- TASK TO CARRY OUT -
Quote the data word for word, beginning at the line that contains "Warehouse pick-planner input: mark the front" and continuing through the final line of the data.

- DATA FOR THIS TASK -
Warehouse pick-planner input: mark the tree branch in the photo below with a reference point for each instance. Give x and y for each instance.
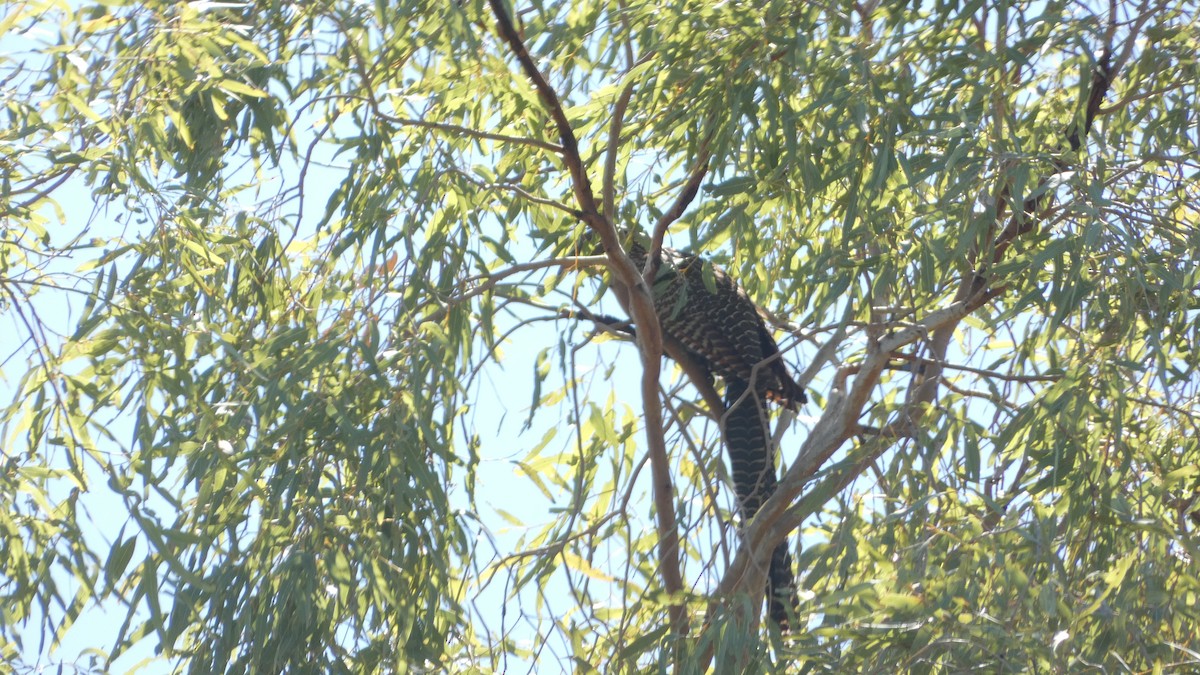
(640, 305)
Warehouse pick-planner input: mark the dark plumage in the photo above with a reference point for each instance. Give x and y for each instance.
(721, 329)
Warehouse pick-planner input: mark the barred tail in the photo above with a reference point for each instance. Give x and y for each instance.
(753, 466)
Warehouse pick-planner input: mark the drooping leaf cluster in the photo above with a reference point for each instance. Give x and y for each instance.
(277, 276)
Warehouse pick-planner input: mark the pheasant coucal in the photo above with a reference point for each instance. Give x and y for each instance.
(721, 329)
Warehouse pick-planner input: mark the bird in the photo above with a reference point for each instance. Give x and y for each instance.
(703, 309)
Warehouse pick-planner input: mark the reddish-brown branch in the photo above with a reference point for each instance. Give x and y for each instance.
(637, 302)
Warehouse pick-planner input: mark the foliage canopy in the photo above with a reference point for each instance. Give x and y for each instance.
(276, 273)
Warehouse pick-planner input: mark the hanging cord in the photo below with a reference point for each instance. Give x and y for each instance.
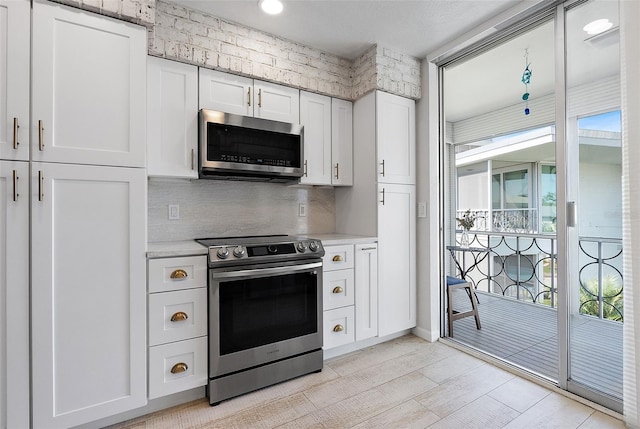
(526, 80)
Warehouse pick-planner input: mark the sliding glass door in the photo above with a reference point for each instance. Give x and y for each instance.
(532, 140)
(593, 136)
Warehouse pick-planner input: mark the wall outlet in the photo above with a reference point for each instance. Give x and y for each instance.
(174, 212)
(422, 209)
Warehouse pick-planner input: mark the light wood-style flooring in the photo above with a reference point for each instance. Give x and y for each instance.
(403, 383)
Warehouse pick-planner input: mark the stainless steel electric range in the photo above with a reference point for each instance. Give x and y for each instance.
(265, 312)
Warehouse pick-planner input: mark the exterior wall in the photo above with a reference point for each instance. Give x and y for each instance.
(190, 36)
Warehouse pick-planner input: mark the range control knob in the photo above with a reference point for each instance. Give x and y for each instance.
(223, 253)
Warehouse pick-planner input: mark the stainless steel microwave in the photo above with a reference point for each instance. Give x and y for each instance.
(241, 147)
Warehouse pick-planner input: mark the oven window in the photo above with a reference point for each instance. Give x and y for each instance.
(249, 146)
(264, 310)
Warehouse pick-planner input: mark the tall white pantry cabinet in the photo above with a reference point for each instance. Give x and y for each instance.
(382, 201)
(85, 158)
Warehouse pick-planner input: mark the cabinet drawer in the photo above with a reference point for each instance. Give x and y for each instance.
(179, 315)
(338, 289)
(339, 327)
(338, 257)
(188, 361)
(177, 273)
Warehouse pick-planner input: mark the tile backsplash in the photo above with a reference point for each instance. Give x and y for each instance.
(213, 208)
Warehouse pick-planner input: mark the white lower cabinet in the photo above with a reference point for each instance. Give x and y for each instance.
(350, 293)
(88, 310)
(397, 258)
(14, 294)
(177, 324)
(179, 366)
(339, 327)
(366, 290)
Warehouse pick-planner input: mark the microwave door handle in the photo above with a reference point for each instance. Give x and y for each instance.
(266, 271)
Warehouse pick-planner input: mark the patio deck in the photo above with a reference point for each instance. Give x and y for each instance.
(526, 335)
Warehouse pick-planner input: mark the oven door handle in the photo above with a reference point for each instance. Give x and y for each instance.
(266, 271)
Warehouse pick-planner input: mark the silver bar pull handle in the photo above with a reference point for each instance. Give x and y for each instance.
(40, 186)
(40, 136)
(572, 214)
(15, 186)
(15, 133)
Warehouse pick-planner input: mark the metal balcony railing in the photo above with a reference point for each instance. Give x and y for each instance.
(524, 267)
(507, 220)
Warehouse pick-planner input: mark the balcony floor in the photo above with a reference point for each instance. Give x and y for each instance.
(527, 335)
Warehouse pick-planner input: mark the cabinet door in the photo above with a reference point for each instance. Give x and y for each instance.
(341, 142)
(14, 294)
(226, 92)
(366, 279)
(397, 258)
(315, 115)
(172, 119)
(89, 86)
(276, 102)
(88, 292)
(14, 79)
(396, 138)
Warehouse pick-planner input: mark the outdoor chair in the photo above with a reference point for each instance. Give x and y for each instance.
(456, 283)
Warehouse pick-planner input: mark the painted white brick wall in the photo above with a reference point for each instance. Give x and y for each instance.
(141, 12)
(186, 35)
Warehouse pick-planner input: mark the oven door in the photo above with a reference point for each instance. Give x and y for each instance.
(261, 314)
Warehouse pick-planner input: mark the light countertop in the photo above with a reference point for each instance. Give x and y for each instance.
(170, 249)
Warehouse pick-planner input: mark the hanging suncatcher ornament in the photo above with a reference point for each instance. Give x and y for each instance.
(526, 80)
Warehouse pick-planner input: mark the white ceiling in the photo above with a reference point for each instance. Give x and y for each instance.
(347, 28)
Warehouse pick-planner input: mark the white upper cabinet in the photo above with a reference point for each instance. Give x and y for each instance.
(396, 138)
(14, 294)
(243, 96)
(341, 142)
(88, 88)
(172, 119)
(328, 140)
(88, 292)
(14, 79)
(276, 102)
(226, 92)
(315, 116)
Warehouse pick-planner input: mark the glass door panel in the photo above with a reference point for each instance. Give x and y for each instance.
(502, 152)
(593, 126)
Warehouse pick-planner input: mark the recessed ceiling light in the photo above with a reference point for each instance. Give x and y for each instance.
(598, 26)
(272, 7)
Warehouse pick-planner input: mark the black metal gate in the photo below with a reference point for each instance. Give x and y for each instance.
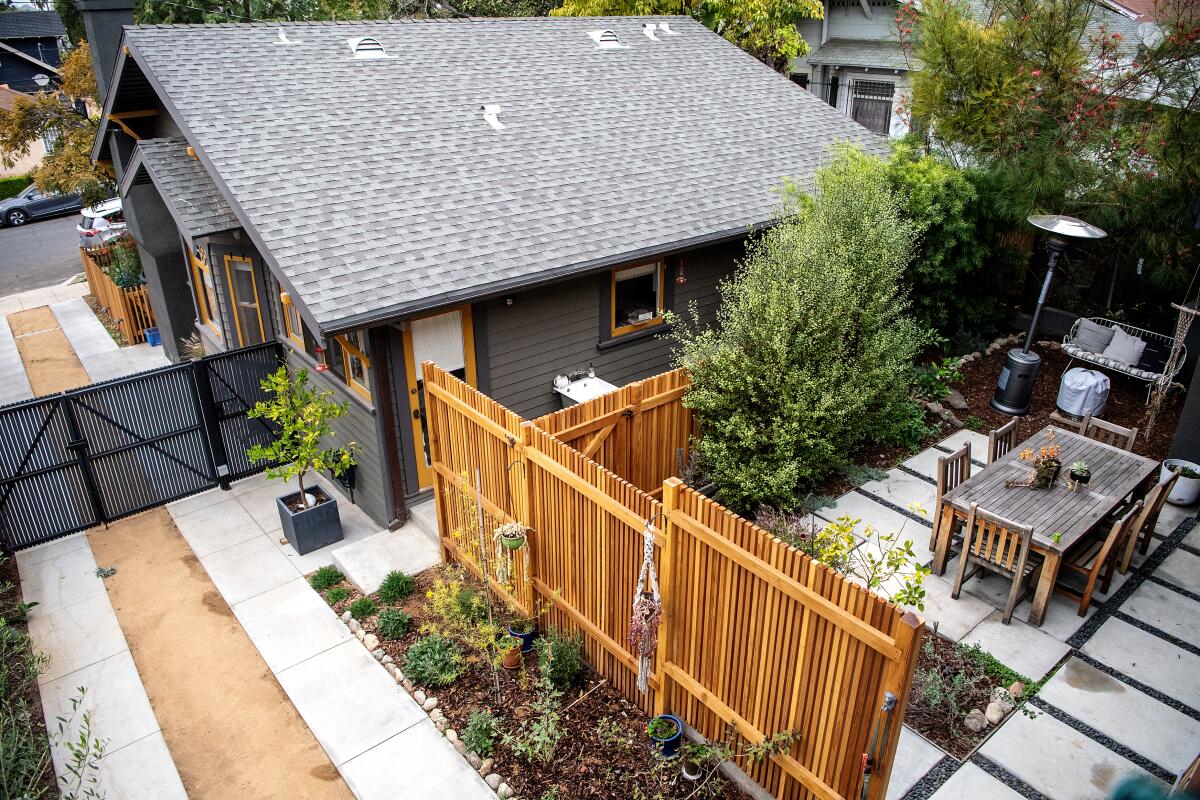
(97, 453)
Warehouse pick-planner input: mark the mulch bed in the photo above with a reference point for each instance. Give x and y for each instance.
(605, 752)
(1126, 405)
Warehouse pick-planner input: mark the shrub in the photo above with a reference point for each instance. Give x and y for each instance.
(363, 607)
(814, 343)
(396, 587)
(433, 661)
(481, 732)
(325, 577)
(559, 657)
(394, 623)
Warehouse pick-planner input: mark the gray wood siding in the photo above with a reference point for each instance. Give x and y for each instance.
(557, 328)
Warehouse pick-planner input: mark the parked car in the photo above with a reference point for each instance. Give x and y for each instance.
(33, 204)
(101, 223)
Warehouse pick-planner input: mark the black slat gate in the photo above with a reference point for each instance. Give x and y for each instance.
(97, 453)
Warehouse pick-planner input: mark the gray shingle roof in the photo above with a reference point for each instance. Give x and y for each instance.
(30, 24)
(378, 188)
(181, 180)
(861, 53)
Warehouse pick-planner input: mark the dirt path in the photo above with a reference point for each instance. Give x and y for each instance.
(231, 728)
(51, 362)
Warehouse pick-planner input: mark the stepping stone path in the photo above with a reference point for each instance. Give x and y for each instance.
(1122, 696)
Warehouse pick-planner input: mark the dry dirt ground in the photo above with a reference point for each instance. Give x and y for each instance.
(229, 727)
(51, 364)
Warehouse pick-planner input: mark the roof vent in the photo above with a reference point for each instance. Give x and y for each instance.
(491, 114)
(367, 47)
(606, 40)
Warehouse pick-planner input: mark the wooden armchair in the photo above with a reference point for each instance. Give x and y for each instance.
(1108, 433)
(1001, 440)
(1096, 557)
(997, 545)
(1149, 517)
(952, 470)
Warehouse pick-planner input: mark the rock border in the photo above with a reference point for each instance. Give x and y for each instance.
(431, 705)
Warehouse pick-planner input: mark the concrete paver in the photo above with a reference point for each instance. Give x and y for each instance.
(1150, 728)
(1147, 659)
(1056, 759)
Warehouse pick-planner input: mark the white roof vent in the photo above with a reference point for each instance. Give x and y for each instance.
(606, 40)
(491, 115)
(367, 47)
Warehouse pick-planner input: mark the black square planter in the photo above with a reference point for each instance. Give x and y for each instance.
(313, 528)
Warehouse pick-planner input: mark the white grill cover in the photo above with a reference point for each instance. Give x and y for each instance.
(1083, 391)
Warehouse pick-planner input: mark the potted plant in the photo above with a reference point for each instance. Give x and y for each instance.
(1080, 475)
(1187, 488)
(303, 417)
(666, 733)
(526, 631)
(511, 535)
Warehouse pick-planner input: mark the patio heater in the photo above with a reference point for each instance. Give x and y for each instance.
(1015, 383)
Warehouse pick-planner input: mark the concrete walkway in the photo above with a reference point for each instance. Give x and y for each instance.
(76, 626)
(379, 739)
(1123, 697)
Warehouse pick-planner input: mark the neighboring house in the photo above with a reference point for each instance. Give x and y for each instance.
(857, 64)
(30, 46)
(513, 199)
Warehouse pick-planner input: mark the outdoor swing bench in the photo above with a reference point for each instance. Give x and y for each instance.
(1081, 346)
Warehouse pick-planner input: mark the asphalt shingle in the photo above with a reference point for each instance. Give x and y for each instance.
(378, 188)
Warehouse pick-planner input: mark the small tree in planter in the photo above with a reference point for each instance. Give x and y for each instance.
(303, 416)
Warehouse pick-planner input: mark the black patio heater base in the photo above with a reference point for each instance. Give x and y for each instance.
(1014, 388)
(1015, 384)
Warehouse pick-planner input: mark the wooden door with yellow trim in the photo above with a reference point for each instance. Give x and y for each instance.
(448, 340)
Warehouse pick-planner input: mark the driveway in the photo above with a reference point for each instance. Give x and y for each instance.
(39, 253)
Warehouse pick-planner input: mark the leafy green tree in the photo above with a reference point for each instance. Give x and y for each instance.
(67, 119)
(763, 28)
(304, 419)
(814, 346)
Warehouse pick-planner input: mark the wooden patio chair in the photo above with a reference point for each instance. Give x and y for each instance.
(996, 545)
(1097, 555)
(1149, 518)
(952, 470)
(1108, 433)
(1001, 440)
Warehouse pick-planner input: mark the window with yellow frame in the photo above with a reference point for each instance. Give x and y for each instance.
(205, 292)
(355, 364)
(293, 324)
(637, 298)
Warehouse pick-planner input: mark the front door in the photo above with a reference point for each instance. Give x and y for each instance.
(448, 341)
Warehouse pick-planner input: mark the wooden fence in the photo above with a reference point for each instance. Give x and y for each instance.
(754, 633)
(130, 308)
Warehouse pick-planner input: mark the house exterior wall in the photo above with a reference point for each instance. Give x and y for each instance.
(562, 328)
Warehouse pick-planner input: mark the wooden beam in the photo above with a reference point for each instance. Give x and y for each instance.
(787, 763)
(789, 585)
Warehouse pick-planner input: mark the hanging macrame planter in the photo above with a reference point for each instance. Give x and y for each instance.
(643, 625)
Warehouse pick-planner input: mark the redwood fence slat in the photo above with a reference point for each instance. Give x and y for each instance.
(754, 632)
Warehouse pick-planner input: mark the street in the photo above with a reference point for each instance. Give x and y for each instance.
(40, 253)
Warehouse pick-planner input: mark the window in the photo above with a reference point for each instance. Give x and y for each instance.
(244, 293)
(205, 292)
(292, 323)
(636, 298)
(355, 364)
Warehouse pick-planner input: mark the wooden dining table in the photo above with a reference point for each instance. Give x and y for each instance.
(1116, 475)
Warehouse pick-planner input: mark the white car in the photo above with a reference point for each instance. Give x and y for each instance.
(101, 223)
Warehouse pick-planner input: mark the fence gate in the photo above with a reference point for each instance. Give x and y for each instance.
(97, 453)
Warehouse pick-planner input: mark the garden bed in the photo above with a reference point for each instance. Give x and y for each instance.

- SOLVED EXERCISE -
Warehouse pick-planner input: mark the front door in the photo above with a reference point for each instance. Give x and y for each instance.
(448, 341)
Warehouse pick-planner input: mark the wooden fence in the photo above with a reference point for each instance. Give x and y for each instance.
(754, 633)
(130, 308)
Warehouse pick-planner input: mark the house exterior wall in the photo above with a reference point for each instance. Give x and y for each instance.
(562, 328)
Warehouse pick-planner input: mark the wooden beam in the photo above with a reference point for each instance. Give x and y for each instance.
(787, 763)
(789, 585)
Warehouse pick-planner input: mark the hanging macrame planter in the photo above with a reference point for each instance. Give x and y for each instance.
(643, 625)
Warehouse pick-planner input: mark the redwood fence slat in the photo above with a reference point for each instance. Give x and y for each instance.
(754, 632)
Warehouse pick-planner input: mark the street in the photo above with a reference point for each instance. Give x and y for each instance.
(40, 253)
Warehouse pick-planner input: mark the window in the photo above with a reference point for each instance. Give x and y for each instance.
(244, 293)
(205, 292)
(292, 323)
(636, 298)
(355, 364)
Warehouse pick-planner input: mark the wooden dining table in the photo above with a reference point for each instance. Give x and y for each instance.
(1116, 475)
Warehouse pick-planner input: mark the white car in the photo above with a reference point for each instance. Give x and y for each instance.
(101, 223)
Warehouse pick-planner input: mark the fence gate in the photo above with a reference point for each instance. Give x and y for each instance.
(97, 453)
Warehouse pick-planner input: mark the garden bed in the photo above with a reference point for each instance. Give x and y for each instance.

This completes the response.